§ **WORK TO COMPLETE**: Gather every line in the material below that contains the word "band", treating uppercase and lowercase letters as different.

§ **SUPPLIED INFORMATION**:
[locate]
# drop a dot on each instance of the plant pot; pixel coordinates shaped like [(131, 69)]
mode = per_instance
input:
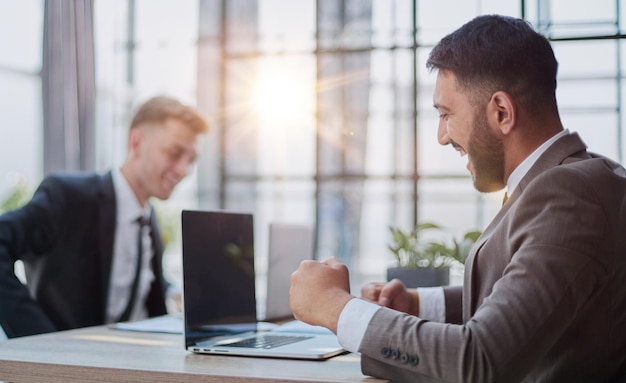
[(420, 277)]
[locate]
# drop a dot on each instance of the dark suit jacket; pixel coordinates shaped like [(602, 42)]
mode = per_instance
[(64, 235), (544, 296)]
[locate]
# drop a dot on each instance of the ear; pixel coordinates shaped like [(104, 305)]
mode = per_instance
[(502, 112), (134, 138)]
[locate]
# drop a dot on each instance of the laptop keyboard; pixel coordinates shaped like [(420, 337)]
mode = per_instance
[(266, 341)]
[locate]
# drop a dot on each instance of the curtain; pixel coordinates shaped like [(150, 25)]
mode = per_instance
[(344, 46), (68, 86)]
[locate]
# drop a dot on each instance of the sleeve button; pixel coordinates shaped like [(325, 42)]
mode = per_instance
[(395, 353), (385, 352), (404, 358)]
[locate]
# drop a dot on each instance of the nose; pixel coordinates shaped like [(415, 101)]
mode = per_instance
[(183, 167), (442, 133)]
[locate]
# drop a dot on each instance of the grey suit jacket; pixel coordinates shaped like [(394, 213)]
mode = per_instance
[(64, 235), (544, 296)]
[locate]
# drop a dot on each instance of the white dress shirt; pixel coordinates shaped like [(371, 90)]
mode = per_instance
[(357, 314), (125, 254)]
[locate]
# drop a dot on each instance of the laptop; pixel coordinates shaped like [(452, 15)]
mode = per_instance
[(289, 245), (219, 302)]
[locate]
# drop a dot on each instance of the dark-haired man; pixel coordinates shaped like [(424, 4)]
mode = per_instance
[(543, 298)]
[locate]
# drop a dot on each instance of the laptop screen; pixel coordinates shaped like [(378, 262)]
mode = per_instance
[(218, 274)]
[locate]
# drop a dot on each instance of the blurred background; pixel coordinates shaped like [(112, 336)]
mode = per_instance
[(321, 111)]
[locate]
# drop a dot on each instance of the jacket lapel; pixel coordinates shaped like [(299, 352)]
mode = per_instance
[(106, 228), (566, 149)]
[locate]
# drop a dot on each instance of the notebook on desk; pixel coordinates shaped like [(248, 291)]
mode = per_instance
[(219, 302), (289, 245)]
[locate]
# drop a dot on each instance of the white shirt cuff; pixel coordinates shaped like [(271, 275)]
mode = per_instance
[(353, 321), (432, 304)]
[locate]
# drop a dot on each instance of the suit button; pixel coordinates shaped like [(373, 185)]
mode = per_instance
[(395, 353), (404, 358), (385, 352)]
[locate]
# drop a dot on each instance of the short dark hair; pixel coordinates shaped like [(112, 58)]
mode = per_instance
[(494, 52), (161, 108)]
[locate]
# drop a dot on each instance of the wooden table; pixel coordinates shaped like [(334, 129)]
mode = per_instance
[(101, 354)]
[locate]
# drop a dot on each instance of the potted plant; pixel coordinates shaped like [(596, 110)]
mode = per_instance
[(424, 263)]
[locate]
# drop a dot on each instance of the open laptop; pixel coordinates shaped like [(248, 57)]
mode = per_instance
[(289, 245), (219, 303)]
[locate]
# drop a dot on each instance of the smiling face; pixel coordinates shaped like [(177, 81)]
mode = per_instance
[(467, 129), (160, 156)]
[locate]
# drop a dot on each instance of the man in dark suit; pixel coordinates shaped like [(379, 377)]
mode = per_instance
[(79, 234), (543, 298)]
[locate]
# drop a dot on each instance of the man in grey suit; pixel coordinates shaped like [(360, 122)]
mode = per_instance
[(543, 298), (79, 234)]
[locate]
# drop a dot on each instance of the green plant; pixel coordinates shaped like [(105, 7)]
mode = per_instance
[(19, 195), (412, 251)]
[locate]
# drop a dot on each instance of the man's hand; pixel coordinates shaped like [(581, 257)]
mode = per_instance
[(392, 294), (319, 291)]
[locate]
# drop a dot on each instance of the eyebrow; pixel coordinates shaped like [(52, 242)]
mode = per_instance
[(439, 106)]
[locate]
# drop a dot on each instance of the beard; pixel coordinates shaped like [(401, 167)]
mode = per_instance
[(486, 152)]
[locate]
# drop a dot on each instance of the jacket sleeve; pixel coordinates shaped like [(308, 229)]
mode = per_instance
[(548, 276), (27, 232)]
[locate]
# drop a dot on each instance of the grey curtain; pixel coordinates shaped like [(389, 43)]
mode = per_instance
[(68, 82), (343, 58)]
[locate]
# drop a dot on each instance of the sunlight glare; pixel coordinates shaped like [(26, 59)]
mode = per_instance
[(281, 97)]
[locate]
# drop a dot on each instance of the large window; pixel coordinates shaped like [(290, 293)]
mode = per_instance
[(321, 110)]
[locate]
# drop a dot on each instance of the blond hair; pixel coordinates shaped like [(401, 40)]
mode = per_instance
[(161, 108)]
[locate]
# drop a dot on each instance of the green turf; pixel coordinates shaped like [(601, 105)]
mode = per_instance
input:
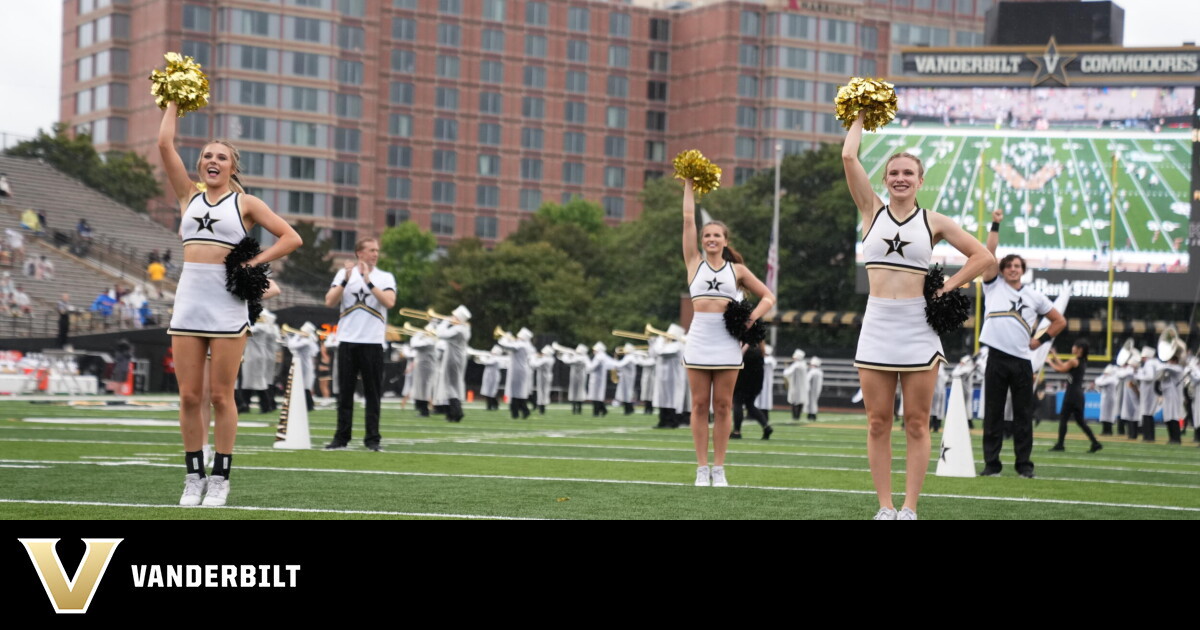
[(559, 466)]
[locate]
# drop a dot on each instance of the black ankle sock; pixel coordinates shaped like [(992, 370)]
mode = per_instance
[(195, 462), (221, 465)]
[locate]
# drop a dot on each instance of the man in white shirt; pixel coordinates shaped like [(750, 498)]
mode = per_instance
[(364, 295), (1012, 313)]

--

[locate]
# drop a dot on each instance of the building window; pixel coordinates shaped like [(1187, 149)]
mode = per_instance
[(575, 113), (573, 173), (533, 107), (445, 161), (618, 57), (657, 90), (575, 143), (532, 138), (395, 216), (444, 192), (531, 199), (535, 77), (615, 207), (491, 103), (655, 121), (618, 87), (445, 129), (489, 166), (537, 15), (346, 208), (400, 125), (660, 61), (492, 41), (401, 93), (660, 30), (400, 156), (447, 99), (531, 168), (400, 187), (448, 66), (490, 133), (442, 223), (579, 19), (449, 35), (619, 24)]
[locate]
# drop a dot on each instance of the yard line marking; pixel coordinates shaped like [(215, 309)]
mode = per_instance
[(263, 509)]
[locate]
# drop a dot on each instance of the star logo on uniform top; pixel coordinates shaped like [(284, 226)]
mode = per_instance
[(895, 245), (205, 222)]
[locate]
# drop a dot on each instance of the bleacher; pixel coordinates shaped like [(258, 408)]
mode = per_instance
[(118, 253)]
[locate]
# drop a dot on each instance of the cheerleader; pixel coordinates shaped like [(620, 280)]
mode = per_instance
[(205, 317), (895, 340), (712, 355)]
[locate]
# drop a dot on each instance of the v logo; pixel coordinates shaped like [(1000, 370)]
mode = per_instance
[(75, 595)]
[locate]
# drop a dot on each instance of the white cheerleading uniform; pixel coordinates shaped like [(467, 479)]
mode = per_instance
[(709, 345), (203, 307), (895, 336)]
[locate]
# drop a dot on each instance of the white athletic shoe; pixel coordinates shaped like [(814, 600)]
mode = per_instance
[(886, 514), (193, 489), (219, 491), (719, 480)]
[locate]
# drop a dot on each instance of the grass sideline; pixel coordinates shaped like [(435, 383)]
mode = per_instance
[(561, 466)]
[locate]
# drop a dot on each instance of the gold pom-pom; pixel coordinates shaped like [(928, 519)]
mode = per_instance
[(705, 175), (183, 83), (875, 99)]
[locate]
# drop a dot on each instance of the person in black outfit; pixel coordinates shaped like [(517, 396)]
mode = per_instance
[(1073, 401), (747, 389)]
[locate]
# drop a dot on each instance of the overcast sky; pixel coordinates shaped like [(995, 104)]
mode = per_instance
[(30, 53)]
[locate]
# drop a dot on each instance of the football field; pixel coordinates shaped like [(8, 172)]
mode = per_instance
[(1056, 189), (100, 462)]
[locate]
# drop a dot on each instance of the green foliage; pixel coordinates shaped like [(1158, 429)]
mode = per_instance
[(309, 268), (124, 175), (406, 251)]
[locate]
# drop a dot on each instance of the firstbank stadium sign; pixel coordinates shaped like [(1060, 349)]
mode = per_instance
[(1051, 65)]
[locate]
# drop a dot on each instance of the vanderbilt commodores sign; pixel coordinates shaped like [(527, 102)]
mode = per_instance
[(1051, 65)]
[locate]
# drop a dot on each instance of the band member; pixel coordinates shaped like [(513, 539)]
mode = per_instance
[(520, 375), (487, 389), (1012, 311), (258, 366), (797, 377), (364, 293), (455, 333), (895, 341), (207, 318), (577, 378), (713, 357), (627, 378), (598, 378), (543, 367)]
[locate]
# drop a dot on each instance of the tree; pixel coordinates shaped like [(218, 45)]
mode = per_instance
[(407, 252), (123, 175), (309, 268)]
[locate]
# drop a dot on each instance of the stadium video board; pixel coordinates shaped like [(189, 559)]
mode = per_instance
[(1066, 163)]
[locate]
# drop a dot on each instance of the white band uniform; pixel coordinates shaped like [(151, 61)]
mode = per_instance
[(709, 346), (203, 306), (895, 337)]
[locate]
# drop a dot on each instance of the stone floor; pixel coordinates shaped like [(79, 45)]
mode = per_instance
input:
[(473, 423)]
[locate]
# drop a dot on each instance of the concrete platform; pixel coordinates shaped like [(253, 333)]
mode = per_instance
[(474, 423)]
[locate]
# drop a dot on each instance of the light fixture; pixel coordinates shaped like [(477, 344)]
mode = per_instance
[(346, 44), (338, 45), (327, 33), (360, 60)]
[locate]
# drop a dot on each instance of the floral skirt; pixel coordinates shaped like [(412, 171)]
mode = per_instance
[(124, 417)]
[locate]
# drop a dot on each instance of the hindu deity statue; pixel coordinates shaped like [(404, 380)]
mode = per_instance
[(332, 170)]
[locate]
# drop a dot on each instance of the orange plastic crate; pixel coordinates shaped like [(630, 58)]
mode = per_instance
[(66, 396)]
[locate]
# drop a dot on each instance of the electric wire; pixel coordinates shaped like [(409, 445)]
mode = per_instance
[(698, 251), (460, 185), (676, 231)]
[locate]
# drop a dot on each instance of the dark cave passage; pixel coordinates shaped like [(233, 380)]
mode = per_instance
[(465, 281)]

--

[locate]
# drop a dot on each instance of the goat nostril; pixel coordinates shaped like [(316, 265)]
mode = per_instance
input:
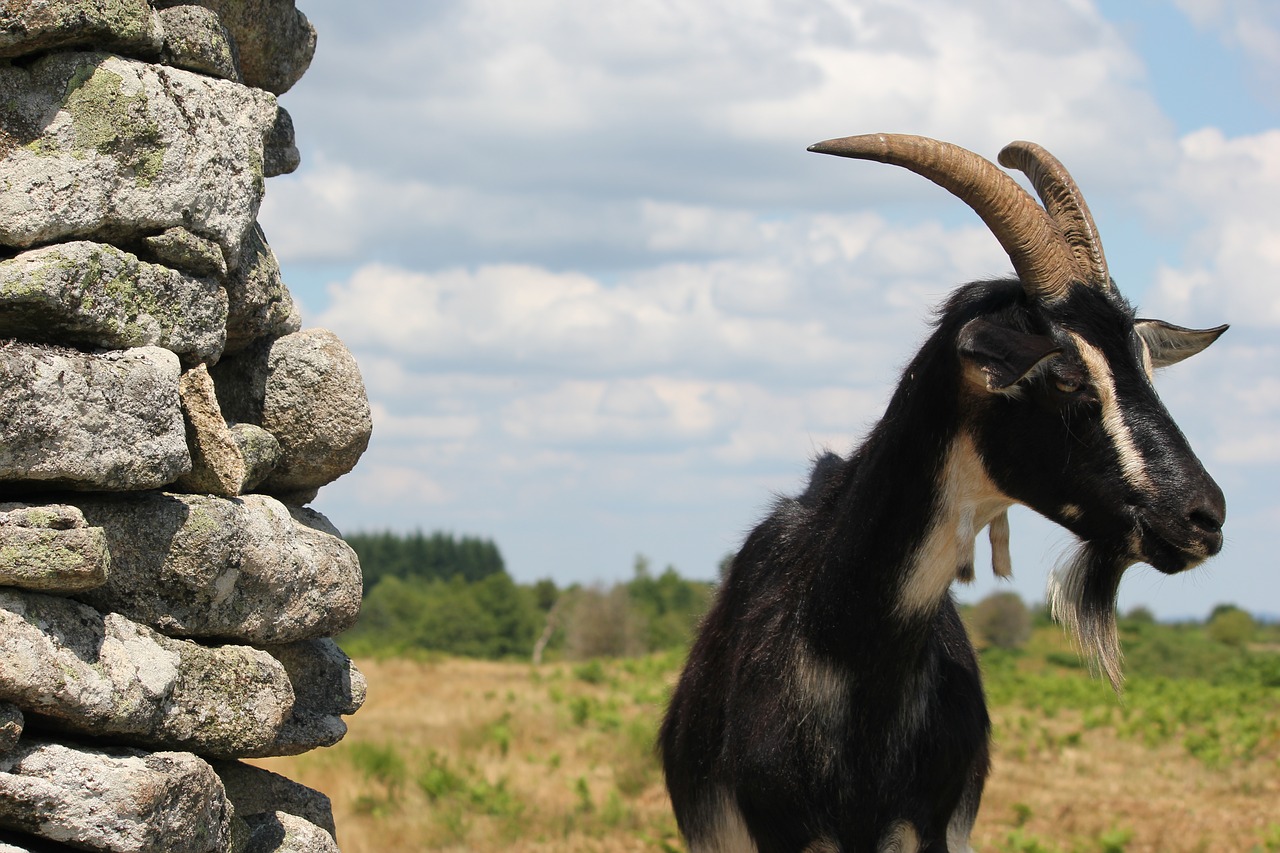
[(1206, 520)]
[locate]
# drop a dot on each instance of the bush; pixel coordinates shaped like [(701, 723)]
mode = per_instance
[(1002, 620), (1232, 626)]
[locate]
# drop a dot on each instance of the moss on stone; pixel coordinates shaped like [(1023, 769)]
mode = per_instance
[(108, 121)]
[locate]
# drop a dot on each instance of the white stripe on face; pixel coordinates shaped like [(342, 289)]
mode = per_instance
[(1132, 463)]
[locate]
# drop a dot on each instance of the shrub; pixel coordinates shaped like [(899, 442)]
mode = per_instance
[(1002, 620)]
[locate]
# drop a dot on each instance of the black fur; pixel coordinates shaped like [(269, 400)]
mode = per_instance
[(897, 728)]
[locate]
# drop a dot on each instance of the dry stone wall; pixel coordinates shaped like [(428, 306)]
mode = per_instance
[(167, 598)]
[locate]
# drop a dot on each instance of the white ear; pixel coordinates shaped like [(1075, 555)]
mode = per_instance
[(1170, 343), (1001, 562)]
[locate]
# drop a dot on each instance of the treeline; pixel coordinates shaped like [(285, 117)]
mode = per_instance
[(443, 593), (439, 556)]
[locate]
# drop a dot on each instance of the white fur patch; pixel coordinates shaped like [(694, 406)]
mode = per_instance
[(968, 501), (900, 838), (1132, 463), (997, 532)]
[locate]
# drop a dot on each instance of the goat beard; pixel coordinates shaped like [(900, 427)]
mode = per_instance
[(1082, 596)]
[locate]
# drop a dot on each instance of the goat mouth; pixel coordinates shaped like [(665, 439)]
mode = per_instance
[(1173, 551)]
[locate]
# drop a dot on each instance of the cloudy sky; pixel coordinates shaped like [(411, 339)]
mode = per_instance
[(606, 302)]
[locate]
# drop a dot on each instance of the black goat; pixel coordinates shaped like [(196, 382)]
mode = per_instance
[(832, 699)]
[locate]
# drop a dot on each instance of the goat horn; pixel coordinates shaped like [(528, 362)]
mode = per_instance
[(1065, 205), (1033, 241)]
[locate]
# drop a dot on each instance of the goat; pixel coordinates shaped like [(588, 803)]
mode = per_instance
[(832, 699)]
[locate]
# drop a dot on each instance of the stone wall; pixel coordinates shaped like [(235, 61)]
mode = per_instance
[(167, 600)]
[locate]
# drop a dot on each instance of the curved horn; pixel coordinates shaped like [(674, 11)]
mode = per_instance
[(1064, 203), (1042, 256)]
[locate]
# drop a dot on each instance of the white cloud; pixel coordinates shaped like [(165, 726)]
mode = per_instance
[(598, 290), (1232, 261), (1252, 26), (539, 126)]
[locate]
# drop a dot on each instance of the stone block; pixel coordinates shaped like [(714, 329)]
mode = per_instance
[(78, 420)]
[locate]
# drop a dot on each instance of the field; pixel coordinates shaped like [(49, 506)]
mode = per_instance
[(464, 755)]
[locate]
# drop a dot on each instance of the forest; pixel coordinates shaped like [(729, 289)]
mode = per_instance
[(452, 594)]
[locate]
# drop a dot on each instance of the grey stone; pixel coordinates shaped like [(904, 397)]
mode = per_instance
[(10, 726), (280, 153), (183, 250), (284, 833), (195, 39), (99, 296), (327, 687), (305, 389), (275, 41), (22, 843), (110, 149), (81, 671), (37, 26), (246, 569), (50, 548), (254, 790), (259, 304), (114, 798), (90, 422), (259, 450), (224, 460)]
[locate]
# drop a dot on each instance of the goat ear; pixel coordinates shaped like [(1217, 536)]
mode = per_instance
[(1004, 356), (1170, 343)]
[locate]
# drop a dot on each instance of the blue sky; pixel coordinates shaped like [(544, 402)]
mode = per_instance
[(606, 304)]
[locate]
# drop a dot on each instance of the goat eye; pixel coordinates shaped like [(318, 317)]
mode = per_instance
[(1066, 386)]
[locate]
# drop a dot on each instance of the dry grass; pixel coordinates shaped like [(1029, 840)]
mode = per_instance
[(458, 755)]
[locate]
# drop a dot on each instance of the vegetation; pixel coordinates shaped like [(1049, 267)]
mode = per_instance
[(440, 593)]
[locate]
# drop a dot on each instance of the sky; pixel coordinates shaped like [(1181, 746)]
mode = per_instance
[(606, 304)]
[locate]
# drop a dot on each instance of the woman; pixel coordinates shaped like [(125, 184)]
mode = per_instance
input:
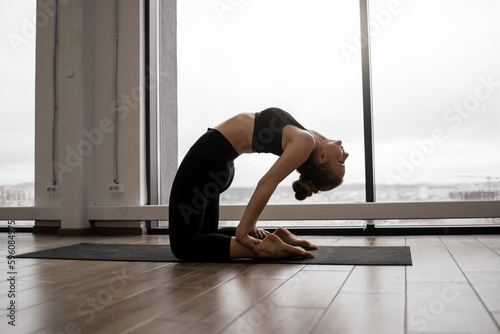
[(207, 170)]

§ **THE RESPONSE**:
# drop a dot on each instance of the band member; pixel coordinates shaped like [(513, 539)]
# drop a dot on each instance of the white band uniform; pixel coordinates shaped like [(151, 61)]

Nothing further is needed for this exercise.